TEXTE À ÉTUDIER:
※
14/02/2019

Pour Gildas Trévetin, les mots sont une arme


Gildas Trévetin est infirme moteur cérébral. Il parle très difficilement mais des mots, il a fait une arme. Il a écrit plusieurs livres. C'est Marie-Claude qui tape ses phrases. Marie-Claude pour laquelle chaque mot sur le clavier est aussi une victoire. Dans un ouvrage publié par Histoires Ordinaires, Gildas Trévetin raconte aujourd'hui ses combats de jeunesse qui n'ont en fait jamais cessé, pour faire reconnaître quotidiennement son droit à l'autonomie.



" SI VOUS NE M'AVEZ PAS COMPRIS... FAITES-MOI RÉPÉTER ! "
 
Le titre résume bien et l'auteur et l'ouvrage : Gildas Trévetin n'est pas homme à tourner autour du pot. Dans la vie comme au fil des quelque 180 pages de son dernier ouvrage où il nous raconte ses Mémoires de jeunesse, en d'autre termes ses souvenirs de combats.

C'est "La biographie d'un jeune homme qui ne veut pas être réduit à son handicap", ."Un manifeste pour le droit à l'autonomie", expliquent les Editions. Gildas Trévetin, qui fêtera ses 70 ans au printemps prochain, revient pour nous sur sa jeunesse. Avec la complicité de son ami Alain Jaunault, il ressuscite les mots qu'il avait jetés, avec rage souvent, jusqu'à ses 37 ans. On le revoit  élu municipal, militant politique à l'UDB, militant associatif, animateur radio..., " défendant becs et ongles sa place à part entière dans une société bloquée par l'ignorance", comme l'indique la 4e de couverture.
※
(Données de masques de segmentation)
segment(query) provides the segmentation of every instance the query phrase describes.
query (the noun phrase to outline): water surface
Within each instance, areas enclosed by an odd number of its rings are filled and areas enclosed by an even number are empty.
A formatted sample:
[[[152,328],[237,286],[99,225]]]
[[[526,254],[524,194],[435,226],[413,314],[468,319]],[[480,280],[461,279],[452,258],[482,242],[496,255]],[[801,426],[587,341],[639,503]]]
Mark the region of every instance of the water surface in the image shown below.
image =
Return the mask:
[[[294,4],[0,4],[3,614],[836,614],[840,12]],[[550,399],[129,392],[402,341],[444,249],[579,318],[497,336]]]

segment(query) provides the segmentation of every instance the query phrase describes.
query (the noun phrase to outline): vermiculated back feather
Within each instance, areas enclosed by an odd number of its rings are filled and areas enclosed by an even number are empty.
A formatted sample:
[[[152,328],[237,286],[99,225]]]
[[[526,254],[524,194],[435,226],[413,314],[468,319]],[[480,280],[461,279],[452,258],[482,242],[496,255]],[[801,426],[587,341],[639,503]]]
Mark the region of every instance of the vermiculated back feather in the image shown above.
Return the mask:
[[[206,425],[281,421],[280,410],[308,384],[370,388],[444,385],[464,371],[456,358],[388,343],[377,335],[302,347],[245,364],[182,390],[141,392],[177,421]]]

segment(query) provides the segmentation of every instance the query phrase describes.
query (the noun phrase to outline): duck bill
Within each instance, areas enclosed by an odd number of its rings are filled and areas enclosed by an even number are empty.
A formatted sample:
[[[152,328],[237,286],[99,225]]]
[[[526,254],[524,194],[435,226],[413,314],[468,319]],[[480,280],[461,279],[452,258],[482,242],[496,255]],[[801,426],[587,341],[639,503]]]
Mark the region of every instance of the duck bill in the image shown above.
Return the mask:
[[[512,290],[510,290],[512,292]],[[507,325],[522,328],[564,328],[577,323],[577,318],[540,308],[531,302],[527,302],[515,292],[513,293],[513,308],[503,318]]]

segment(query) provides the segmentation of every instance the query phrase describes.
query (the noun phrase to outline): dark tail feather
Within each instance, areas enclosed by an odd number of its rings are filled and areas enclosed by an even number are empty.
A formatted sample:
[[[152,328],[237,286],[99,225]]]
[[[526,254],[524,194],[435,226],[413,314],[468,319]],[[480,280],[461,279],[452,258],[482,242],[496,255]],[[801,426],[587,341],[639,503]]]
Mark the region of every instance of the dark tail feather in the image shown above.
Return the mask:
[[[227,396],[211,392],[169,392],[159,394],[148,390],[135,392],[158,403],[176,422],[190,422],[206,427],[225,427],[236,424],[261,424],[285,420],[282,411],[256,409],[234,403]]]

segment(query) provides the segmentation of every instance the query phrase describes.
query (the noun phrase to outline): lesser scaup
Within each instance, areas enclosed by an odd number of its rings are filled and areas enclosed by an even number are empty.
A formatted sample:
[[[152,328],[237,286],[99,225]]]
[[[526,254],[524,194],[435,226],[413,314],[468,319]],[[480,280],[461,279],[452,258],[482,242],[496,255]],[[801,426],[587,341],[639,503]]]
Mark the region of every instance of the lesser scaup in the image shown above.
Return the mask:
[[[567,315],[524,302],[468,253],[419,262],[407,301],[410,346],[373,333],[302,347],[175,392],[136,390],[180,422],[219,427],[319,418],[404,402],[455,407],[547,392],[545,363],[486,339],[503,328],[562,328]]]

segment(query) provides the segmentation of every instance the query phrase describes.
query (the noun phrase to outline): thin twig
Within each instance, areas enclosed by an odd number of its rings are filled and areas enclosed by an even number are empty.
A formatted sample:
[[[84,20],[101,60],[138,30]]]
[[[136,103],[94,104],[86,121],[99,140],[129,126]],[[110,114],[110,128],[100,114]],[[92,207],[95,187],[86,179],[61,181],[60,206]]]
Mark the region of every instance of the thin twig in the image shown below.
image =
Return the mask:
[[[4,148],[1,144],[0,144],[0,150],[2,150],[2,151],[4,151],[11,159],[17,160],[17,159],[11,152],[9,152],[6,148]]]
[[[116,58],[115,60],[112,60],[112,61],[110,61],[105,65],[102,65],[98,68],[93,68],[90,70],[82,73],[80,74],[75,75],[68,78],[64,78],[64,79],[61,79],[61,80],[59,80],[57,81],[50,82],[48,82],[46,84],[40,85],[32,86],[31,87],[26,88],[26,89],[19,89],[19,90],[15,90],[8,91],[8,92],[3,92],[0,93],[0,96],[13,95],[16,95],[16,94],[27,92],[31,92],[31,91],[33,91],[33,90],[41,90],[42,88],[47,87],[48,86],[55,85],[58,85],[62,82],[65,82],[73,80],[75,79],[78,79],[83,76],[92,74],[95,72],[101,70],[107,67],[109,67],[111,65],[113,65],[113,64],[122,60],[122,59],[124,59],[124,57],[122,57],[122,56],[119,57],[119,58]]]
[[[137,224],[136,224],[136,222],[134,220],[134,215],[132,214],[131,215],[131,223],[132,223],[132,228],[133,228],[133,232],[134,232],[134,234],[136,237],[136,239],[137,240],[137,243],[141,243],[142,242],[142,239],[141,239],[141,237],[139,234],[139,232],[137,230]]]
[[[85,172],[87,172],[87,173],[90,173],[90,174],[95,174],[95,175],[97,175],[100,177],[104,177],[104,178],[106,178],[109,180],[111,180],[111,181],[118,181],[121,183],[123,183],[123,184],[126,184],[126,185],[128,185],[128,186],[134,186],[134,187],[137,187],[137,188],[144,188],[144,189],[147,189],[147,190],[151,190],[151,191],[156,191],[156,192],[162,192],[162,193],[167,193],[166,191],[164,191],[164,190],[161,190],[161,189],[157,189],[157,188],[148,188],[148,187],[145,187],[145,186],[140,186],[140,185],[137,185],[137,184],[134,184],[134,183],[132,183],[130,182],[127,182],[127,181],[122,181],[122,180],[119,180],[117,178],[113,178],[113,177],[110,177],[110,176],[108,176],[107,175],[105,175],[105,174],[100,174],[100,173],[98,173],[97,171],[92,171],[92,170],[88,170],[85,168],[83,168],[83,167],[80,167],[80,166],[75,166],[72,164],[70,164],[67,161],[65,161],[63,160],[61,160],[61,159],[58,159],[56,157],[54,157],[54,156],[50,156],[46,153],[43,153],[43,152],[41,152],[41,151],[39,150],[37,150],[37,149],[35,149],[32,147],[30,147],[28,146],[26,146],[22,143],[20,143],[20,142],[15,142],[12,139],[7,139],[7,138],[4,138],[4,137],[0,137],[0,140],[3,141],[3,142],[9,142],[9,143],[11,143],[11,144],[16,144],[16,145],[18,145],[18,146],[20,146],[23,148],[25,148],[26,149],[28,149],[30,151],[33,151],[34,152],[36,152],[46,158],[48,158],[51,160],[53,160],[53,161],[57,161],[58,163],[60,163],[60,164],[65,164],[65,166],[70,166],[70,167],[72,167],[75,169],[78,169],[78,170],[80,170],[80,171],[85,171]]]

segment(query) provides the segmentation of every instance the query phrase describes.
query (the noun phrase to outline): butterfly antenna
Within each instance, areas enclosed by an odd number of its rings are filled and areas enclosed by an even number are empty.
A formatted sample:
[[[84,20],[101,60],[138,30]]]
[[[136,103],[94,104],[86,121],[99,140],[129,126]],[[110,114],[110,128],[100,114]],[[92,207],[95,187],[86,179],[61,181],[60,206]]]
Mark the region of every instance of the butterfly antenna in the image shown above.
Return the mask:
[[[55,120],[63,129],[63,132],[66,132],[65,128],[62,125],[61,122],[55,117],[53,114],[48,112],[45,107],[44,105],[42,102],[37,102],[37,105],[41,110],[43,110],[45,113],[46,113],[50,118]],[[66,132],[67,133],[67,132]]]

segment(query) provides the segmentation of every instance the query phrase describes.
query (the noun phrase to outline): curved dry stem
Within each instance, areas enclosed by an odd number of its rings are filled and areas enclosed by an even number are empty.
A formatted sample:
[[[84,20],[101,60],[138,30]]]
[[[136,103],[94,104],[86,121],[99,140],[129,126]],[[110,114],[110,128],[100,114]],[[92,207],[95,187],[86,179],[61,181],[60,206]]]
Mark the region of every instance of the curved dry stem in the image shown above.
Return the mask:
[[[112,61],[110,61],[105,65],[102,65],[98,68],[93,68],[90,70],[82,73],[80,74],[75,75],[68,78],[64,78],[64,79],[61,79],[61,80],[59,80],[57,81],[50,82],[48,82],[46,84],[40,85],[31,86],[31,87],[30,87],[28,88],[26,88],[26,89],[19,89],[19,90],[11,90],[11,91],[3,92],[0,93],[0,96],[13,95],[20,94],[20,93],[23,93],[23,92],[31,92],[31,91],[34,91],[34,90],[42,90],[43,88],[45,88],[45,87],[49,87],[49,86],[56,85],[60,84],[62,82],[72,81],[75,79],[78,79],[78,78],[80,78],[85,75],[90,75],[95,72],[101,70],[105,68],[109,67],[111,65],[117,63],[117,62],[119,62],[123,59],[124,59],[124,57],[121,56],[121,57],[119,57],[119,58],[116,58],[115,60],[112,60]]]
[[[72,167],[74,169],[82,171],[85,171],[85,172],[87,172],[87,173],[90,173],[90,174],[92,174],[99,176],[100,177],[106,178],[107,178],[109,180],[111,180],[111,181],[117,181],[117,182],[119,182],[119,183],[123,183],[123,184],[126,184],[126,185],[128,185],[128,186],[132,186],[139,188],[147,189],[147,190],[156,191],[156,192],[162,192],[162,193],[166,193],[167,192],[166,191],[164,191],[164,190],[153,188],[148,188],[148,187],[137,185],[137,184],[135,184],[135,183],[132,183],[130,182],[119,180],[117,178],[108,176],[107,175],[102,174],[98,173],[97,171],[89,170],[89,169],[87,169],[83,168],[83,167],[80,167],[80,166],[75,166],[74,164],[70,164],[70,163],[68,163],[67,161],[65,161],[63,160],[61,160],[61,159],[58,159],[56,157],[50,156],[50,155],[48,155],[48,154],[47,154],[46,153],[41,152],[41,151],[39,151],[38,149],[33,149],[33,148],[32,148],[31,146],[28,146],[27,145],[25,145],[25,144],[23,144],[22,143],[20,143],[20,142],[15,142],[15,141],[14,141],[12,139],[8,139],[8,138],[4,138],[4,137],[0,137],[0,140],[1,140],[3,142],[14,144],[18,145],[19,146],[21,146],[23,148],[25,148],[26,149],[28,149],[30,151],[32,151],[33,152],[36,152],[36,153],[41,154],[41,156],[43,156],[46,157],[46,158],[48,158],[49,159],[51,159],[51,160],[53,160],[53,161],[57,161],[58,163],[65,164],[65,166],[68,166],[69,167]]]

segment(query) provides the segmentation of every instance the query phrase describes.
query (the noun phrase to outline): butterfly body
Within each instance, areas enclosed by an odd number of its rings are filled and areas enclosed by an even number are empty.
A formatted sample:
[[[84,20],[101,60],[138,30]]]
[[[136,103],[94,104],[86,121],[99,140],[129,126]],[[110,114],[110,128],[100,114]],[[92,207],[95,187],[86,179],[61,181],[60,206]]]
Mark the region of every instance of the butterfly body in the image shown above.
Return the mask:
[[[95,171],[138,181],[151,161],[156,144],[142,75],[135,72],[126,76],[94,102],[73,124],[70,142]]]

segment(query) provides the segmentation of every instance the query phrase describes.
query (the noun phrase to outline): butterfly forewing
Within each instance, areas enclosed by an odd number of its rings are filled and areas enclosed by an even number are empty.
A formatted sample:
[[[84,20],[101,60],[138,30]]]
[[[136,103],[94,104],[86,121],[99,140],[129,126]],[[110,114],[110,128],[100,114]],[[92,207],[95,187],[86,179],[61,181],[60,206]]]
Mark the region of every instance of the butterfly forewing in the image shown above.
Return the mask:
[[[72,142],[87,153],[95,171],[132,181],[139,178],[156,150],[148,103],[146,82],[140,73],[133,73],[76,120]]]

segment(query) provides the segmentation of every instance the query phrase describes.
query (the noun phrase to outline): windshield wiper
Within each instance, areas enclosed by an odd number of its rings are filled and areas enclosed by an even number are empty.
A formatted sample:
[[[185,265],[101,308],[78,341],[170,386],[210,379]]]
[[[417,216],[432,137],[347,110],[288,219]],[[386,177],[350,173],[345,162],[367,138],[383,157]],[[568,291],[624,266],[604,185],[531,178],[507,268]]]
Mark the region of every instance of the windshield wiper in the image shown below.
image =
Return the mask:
※
TRAVAIL À FAIRE:
(1) Répondez aux questions suivantes d'après l'article sur Gildas Trévetin :
(a) Qui tape les phrases de Gildas Trévetin ?
(b) Combien de pages compte environ son dernier ouvrage ?
(c) Quel âge Gildas Trévetin fêtera-t-il au printemps prochain ?
(2) Dans l'article sur Gildas Trévetin, condensez sous forme de liste le paragraphe commençant par « C'est "La biographie d'un jeune homme ».
(3) Rédigez la suite de l'article sur Gildas Trévetin, à partir de sa dernière phrase.

CORRIGÉ:
(1)
(a) Marie-Claude.
(b) Quelque 180 pages.
(c) 70 ans.

(2)
- Selon les Éditions, l'ouvrage est « La biographie d'un jeune homme qui ne veut pas être réduit à son handicap » et « Un manifeste pour le droit à l'autonomie ».
- Gildas Trévetin, qui aura 70 ans au printemps prochain, revient sur sa jeunesse.
- Avec son ami Alain Jaunault, il ressuscite les mots qu'il avait jetés, souvent avec rage, jusqu'à ses 37 ans.
- On le revoit élu municipal, militant politique à l'UDB, militant associatif et animateur radio.
- D'après la 4e de couverture, il défendait « becs et ongles sa place à part entière dans une société bloquée par l'ignorance ».

(3)
Ces mots sont "les témoins d'une histoire qui n'est pas terminée, celle de la lutte pour la dignité des personnes en situation de handicap." Celles-ci auront encore longtemps besoin de lutteurs comme Gildas Trévetin. 

Le livre est disponible sur la librairie d'Histoires Ordinaires. Prix : 15 € ( + 3,44 de frais de port)
 

RETOUR SUR UNE RENCONTRE POUR HISTOIRES ORDINAIRES EN FÉVRIER 2011

Gildas dicte, Marie Claude tape.
Quand nous sommes arrivés à l'appartement, au pied d'un petit immeuble de Lorient, ils nous attendaient à la table, dans leur fauteuil roulant, là où ils refont le monde, débattent, écrivent, malgré les muscles rebelles qui refusent de lâcher les mots de Gildas et freinent le rythme de Marie-Claude sur le clavier.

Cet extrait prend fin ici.